■ **Task description**
Find how many lines of the records hold the string "blurred" and reply with only that total.

■ **Provided material**
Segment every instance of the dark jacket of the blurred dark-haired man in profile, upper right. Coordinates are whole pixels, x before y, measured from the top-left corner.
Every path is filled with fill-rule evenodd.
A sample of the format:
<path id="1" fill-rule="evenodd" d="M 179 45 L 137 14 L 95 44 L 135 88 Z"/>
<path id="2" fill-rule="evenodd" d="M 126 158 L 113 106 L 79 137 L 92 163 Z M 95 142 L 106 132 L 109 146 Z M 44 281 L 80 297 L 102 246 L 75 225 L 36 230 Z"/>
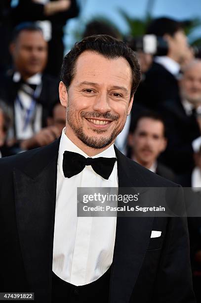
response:
<path id="1" fill-rule="evenodd" d="M 154 62 L 145 73 L 145 79 L 140 83 L 134 101 L 154 110 L 166 100 L 179 100 L 178 82 L 161 64 Z"/>

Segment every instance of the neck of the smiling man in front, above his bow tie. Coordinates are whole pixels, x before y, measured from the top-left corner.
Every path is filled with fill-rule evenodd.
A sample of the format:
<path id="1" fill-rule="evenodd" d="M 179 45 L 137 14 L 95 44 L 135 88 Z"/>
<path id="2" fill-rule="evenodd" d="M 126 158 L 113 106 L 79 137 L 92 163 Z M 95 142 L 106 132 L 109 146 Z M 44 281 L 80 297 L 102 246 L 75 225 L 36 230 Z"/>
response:
<path id="1" fill-rule="evenodd" d="M 75 136 L 74 133 L 72 134 L 71 131 L 67 128 L 67 126 L 65 130 L 65 134 L 80 150 L 82 150 L 82 152 L 85 152 L 89 157 L 107 150 L 114 143 L 112 142 L 111 144 L 109 144 L 103 149 L 94 149 L 85 145 L 77 136 Z"/>

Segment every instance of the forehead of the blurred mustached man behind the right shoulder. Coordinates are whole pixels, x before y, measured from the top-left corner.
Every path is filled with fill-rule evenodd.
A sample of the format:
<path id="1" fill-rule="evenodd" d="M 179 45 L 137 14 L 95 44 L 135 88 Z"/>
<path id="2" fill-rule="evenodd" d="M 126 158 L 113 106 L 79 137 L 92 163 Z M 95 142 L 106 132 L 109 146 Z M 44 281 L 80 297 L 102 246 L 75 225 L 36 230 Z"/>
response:
<path id="1" fill-rule="evenodd" d="M 146 130 L 149 133 L 161 134 L 163 132 L 163 123 L 160 120 L 155 120 L 149 117 L 141 118 L 137 123 L 138 130 Z"/>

■ **Task solution**
2